— BEGIN GIVEN ENTRIES —

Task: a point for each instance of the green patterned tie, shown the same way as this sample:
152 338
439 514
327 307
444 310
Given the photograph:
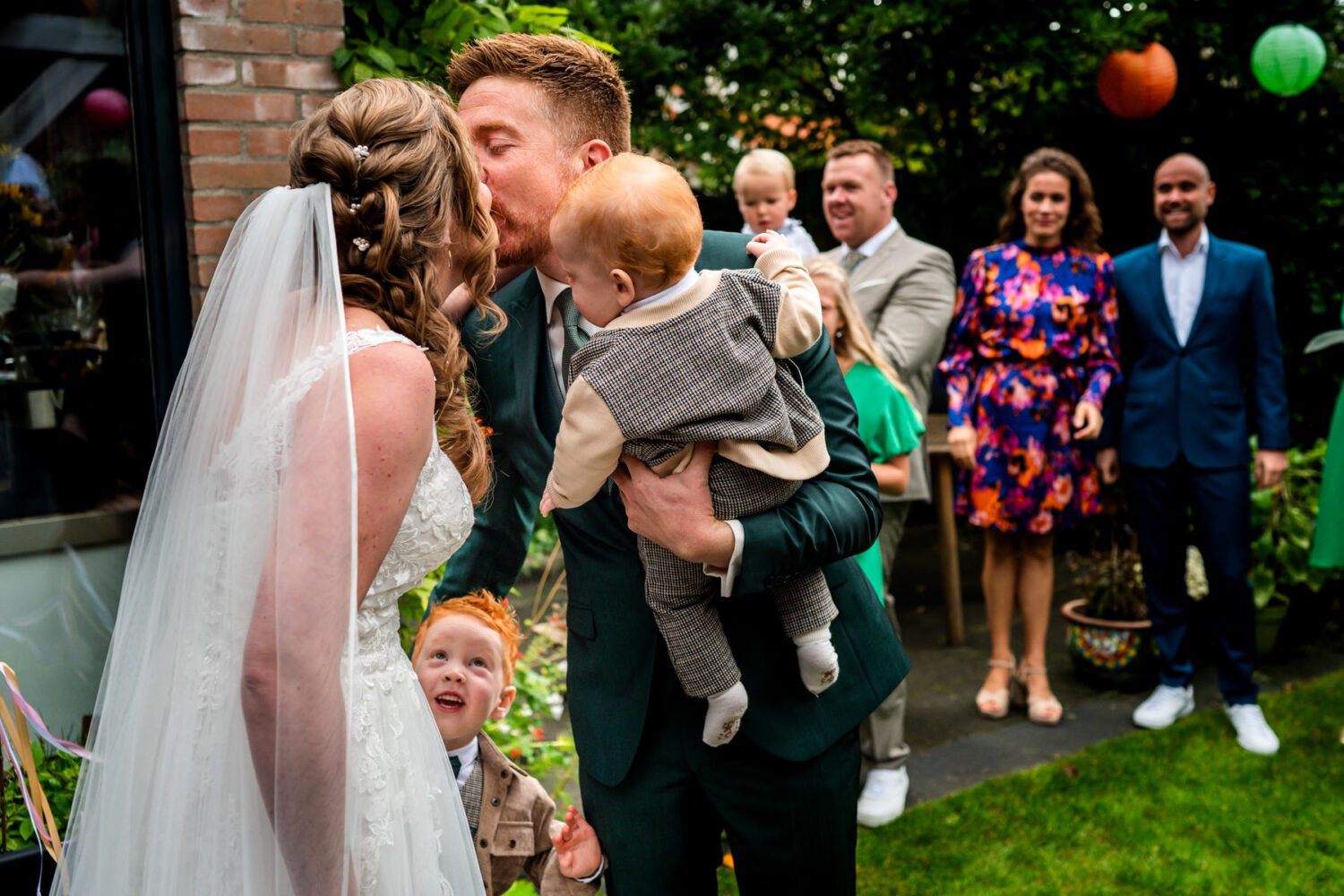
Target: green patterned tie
574 335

— END GIVEN ENTRIES —

WRITTEN REQUEST →
Convert every line of the entries above into a Markdown table with the columns Row and Entry line. Skip blank lines and leave the pictures out.

THE REPLY →
| Row | Entry line |
|---|---|
| 1 | Task: a point for each instance of the green patterned tie, shown the same way as this sample: |
| 2 | 152 338 |
| 3 | 439 514 |
| 4 | 327 307 |
| 5 | 444 310 |
| 6 | Given the photograph: |
| 7 | Target: green patterned tie |
| 8 | 574 335 |